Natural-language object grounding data
▼
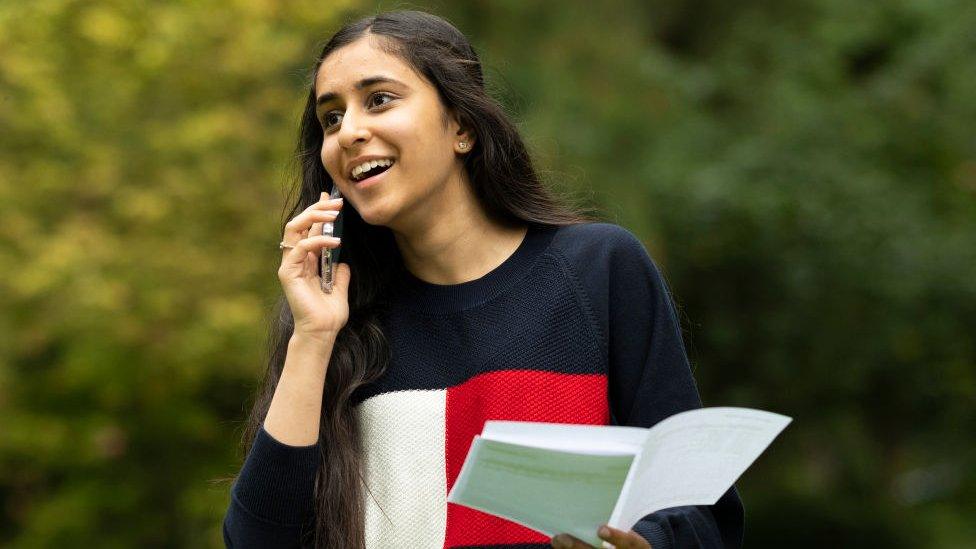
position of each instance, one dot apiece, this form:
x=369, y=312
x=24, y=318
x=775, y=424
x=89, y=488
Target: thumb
x=343, y=275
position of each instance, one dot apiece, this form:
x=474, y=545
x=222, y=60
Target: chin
x=375, y=216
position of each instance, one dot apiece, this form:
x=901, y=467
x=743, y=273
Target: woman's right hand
x=317, y=314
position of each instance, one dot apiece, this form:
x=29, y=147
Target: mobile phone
x=330, y=256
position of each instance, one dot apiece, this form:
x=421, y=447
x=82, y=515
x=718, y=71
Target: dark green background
x=804, y=172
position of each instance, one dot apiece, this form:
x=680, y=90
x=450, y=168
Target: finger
x=621, y=539
x=300, y=226
x=298, y=254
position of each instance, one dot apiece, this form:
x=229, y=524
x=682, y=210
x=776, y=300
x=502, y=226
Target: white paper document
▲
Your job is to transcribe the records exactly and in full. Pictures are not part of the copy.

- Exercise solution
position of each instance, one dot apiece, this form:
x=369, y=312
x=24, y=318
x=775, y=424
x=89, y=488
Target: thumb
x=343, y=275
position of each instance, one dot apiece, this form:
x=474, y=545
x=222, y=60
Target: chin
x=375, y=216
position of each instance, one dot apiece, this form:
x=901, y=467
x=743, y=273
Target: woman's right hand
x=317, y=314
position of each instance, one dot apiece, this form:
x=29, y=147
Target: mobile phone
x=330, y=256
position of each instance, one dot apiece, this form:
x=421, y=447
x=82, y=515
x=718, y=71
Target: dark green background
x=804, y=172
position of each instance, one dot apiece, this form:
x=680, y=90
x=450, y=168
Target: finger
x=621, y=539
x=300, y=226
x=298, y=254
position of each instance, one dot apiece, this form:
x=229, y=524
x=682, y=210
x=776, y=300
x=502, y=226
Target: white paper document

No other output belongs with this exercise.